§ Study text:

# # # # # # #

Resilience & Mindset

Resilience is not a feel-good concept. It is the result of clearly measurable processes in neurobiology, psychophysiology, and the stress response. Those who want to perform in critical situations do not need motivation, but trained behavior under stress.

„We do not train feelings, we train behavior under stress..“

Stress is not the same as danger: why your body sometimes sabotages you

The brain primarily responds to perceived threat, not exclusively to objective danger (Hermans et al., 2014). This appraisal activates stress systems within milliseconds, particularly the sympathetic nervous system and the HPA axis (McEwen & Akil, 2020).

The physiological stress response leads to:

• increased heart rate and alertness (Laborde et al., 2017)

• release of cortisol and adrenaline (McEwen & Akil, 2020)

• prioritisation of survival-relevant processes

Under high stress load, performance measurably declines:

• attentional narrowing (tunnel vision) reduces environmental awareness (Nieuwenhuys & Oudejans, 2017)

• motor precision decreases, especially in complex actions (Vickers & Williams, 2017)

• decision quality significantly deteriorates under stress (Starcke & Brand, 2016)

Consequence: actions that are not automated often break down under stress.

# # # # # # #

§ Information given:
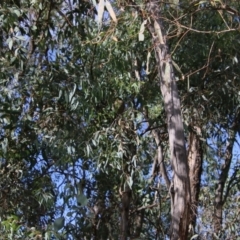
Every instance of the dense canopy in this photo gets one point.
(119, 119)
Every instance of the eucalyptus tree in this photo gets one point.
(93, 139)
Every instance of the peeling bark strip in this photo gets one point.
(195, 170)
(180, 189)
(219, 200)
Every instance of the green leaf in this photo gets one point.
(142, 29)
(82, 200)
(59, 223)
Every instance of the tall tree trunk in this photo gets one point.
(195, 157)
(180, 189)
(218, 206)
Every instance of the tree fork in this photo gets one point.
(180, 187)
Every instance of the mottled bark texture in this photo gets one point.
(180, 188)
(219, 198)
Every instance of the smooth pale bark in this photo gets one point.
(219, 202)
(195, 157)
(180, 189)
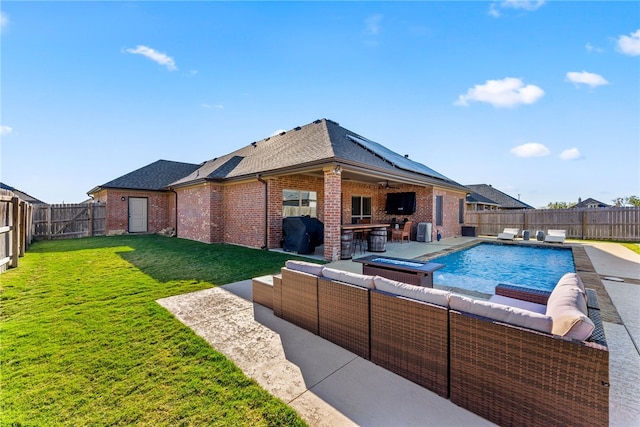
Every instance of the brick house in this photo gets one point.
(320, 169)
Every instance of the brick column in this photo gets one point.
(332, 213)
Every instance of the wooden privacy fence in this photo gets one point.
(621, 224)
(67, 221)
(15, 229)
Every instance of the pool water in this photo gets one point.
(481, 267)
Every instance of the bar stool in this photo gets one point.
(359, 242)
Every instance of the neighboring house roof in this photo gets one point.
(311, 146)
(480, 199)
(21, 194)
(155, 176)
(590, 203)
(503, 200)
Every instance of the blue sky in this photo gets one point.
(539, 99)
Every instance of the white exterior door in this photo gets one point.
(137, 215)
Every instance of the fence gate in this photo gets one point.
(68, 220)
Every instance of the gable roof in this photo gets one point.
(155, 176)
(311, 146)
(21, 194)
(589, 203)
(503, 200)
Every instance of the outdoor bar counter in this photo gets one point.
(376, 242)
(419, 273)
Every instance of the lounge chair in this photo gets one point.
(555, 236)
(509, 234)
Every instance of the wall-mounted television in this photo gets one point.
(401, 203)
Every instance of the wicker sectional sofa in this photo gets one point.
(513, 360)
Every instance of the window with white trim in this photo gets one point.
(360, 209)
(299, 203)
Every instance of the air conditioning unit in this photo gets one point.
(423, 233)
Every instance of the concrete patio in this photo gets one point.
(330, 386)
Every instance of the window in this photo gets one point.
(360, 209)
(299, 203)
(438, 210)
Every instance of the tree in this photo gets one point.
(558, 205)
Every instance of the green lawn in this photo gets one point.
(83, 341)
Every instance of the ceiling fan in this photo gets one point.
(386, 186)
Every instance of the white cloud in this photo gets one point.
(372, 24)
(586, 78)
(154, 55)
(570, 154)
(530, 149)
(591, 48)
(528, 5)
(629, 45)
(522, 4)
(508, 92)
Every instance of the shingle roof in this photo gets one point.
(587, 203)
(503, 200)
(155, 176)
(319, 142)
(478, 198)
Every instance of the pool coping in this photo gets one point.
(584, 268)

# # # # # # #

§ Questions on the material:
(1) According to the text on resilience and stress, which two stress systems does the appraisal of threat activate?
(2) Return the stretch of the text on resilience and stress from "Stress is not" through "adrenaline (McEwen & Akil, 2020)", copied word for word.
(3) Carry the text on resilience and stress further, starting after its final sentence.
The data come from a separate source.

§ Responses:
(1) The sympathetic nervous system and the HPA axis.

(2)
Stress is not the same as danger: why your body sometimes sabotages you

The brain primarily responds to perceived threat, not exclusively to objective danger (Hermans et al., 2014). This appraisal activates stress systems within milliseconds, particularly the sympathetic nervous system and the HPA axis (McEwen & Akil, 2020).

The physiological stress response leads to:

• increased heart rate and alertness (Laborde et al., 2017)

• release of cortisol and adrenaline (McEwen & Akil, 2020)

(3)
„Behavior under stress is trainable – emotions are byproducts“: LuxResilience Kurse

Why people freeze in critical situations

Alongside “fight” and “flight,” the freeze response is a central component of the human stress response (Roelofs, 2017).

Recent neurobiological research shows:

• Freeze occurs particularly under uncertainty and when no clear action strategy is available (Hashemi et al., 2019)

• It is associated with specific neural activation patterns, including the amygdala and the periaqueductal gray

In addition, stress reduces activity in the prefrontal cortex, which is responsible for planning and decision-making. Under stress, automated responses dominate over conscious control. If these learned patterns are missing, functional paralysis can occur (Arnsten, 2015).

Mental preparation saves lives, not just knowledge

Mental training is well supported empirically and improves performance, especially under stress conditions.

• Mental simulation (imagery) increases action confidence and performance (Cumming & Williams, 2018)

• Implementation intentions (“if–then plans”) significantly increase the likelihood of executing automated behaviors (Gollwitzer & Sheeran, 2006)

• Structured decision processes reduce cognitive load.

Example: “If severe bleeding occurs, then apply a tourniquet within 30 seconds.”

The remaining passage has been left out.